▶ Petunjuk:
1 - Tolong tuliskan kembali secara persis bagian teks tentang perbaikan diri, mulai dari "Di pondok, hidup" hingga "daripada di rumah.".
2 - Lanjutkan teks tentang perbaikan diri, dimulai setelah kalimat terakhirnya.

▶ Blok Teks:
—————

Jatuh Bangun Dalam Proses Perbaikan Diri

Tidak Ada Jalan Lurus Menuju Perubahan Tahun 2018, saya resmi menjadi santri, meninggalkan rumah, kenangan, dan kebiasaan lama.
Di pondok, hidup saya berubah drastis, tertawa dan menangis jadi rutinitas, bahkan pukulan dan cacian jadi “makanan” sehari-hari. Tapi saya memilih untuk tidak mengeluh. Saya percaya, ini adalah cara Allah mendidik saya.
Namun, ternyata perjalanan memperbaiki diri tidak semudah yang dibayangkan. Di pondok, saya justru jadi korban bullying.
Setiap langkah salah, setiap ucapan salah, semua dihujani makian. Maju salah, mundur pun salah. Tapi di balik itu, saya bersyukur. Kenapa? Karena lingkungan di sana jauh lebih baik daripada di rumah.

—————

▶ Data yang Diberikan:

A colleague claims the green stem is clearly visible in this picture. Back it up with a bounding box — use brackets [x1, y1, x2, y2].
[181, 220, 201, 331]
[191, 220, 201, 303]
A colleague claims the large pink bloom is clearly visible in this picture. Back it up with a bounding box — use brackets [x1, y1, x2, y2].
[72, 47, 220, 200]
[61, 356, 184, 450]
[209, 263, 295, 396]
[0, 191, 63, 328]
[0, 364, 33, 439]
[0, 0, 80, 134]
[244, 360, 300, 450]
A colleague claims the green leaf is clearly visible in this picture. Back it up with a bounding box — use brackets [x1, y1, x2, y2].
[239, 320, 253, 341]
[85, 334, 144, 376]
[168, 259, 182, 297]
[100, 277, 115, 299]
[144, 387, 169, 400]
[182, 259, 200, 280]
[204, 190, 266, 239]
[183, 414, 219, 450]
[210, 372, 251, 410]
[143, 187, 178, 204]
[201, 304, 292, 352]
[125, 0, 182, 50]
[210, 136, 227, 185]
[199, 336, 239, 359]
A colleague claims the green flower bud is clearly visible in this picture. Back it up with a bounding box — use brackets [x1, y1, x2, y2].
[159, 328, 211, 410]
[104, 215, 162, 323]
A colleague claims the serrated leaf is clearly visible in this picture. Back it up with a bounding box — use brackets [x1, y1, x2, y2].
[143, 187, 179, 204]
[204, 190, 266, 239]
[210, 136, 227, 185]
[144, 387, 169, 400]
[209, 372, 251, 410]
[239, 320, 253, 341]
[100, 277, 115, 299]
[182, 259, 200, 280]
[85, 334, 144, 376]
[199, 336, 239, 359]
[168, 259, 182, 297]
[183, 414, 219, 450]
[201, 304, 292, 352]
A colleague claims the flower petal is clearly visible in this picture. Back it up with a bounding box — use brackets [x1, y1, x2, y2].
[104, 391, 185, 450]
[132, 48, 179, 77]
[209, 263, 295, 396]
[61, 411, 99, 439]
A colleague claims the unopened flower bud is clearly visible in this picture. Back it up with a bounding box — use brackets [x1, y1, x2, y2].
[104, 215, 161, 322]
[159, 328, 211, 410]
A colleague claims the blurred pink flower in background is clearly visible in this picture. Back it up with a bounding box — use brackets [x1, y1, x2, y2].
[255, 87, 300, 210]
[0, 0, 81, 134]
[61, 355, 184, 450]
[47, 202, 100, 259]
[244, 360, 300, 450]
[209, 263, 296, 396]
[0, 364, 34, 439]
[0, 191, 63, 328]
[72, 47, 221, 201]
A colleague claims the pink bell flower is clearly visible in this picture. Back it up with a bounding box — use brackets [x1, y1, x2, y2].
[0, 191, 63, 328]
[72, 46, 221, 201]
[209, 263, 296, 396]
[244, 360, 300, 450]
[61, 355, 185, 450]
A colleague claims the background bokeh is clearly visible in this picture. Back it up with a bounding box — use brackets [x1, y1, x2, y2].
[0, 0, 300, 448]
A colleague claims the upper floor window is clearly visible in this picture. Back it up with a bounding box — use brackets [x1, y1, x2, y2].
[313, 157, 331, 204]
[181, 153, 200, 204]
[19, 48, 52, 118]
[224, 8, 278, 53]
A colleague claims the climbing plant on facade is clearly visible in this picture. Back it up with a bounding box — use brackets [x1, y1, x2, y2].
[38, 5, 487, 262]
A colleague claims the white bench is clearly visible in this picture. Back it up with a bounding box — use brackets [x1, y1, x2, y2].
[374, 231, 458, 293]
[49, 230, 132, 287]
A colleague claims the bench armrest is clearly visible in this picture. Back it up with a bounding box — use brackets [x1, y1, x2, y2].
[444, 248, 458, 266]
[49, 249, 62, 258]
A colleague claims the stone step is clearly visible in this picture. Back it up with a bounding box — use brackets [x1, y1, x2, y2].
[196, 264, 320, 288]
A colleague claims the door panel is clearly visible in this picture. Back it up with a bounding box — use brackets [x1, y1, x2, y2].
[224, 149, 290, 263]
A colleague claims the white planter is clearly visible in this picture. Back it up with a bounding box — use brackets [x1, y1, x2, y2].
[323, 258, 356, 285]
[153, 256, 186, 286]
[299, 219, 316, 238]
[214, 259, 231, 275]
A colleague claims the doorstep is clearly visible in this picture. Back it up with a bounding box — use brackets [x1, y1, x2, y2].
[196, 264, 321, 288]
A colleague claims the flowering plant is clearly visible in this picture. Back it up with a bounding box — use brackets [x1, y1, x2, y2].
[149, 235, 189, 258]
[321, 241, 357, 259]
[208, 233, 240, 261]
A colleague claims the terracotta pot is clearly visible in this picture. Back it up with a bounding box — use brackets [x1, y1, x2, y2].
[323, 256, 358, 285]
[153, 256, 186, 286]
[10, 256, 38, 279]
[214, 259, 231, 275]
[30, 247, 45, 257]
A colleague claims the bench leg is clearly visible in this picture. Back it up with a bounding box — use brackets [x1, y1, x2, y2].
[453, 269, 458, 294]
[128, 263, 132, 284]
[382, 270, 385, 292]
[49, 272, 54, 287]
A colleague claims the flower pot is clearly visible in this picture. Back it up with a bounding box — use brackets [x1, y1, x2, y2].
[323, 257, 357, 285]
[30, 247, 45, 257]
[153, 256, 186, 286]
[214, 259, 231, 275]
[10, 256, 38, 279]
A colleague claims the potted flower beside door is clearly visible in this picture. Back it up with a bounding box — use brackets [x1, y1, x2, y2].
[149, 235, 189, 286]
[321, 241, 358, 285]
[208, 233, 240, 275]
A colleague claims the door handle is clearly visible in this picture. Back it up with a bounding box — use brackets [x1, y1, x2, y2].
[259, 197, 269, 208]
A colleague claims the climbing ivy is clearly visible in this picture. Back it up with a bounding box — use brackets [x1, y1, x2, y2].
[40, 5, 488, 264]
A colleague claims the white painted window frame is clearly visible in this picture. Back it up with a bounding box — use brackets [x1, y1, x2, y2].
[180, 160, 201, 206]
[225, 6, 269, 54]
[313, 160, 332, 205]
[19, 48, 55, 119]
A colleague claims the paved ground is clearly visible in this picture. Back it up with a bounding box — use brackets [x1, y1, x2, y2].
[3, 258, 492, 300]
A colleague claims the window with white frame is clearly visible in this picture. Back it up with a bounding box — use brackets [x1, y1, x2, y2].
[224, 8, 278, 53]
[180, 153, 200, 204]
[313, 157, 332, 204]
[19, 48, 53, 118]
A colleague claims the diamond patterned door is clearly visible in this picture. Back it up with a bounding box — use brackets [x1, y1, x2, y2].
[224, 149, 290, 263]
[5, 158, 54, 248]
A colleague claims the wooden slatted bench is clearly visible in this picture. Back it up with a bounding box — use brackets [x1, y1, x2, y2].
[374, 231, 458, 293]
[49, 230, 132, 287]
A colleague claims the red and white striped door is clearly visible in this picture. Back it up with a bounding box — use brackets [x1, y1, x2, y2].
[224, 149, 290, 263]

—————

▶ Jawaban Berurutan:
1 -
Di pondok, hidup saya berubah drastis, tertawa dan menangis jadi rutinitas, bahkan pukulan dan cacian jadi “makanan” sehari-hari. Tapi saya memilih untuk tidak mengeluh. Saya percaya, ini adalah cara Allah mendidik saya.
Namun, ternyata perjalanan memperbaiki diri tidak semudah yang dibayangkan. Di pondok, saya justru jadi korban bullying.
Setiap langkah salah, setiap ucapan salah, semua dihujani makian. Maju salah, mundur pun salah. Tapi di balik itu, saya bersyukur. Kenapa? Karena lingkungan di sana jauh lebih baik daripada di rumah.

2 -
Ada nilai-nilai agama, ada teman yang saling mengingatkan, ada suasana yang mendorong saya untuk terus bangkit.
Bukti Perubahan Itu Ada

Saya mulai mencari pertemanan yang sehat. Saya ikut berbagai lomba, meski berkali-kali gagal. Salah satunya adalah lomba fighter,sebuah ajang bela diri yang saya ikuti hanya untuk membuktikan pada diri sendiri bahwa “Aku bisa.”
Dan akhirnya, di tahun 2023, dalam Championship Nasional di kampus Unair, saya berhasil meraih juara 3 kelas E remaja putra. Bagi orang lain, mungkin ini biasa. Tapi bagi saya, ini adalah bukti nyata bahwa perubahan itu ada.
Perlahan, tekanan itu mulai hilang. Di awal 2024, saya sudah diterima sepenuhnya oleh teman-teman. Tak ada lagi saling menjatuhkan.
Kami hidup berdampingan dengan damai, sebuah pencapaian yang tak ternilai harganya.
Hilangnya Jati Diri

Ketika Perubahan Terasa Rapuh Ketika Lingkungan Lama Kembali Menggoda Namun, hidup memang tak pernah lurus-lurus saja.
Di akhir 2024, setelah 6 tahun menjadi santri, saya memutuskan untuk “mengabdi” di pondok. Sayangnya, di sinilah godaan kembali datang.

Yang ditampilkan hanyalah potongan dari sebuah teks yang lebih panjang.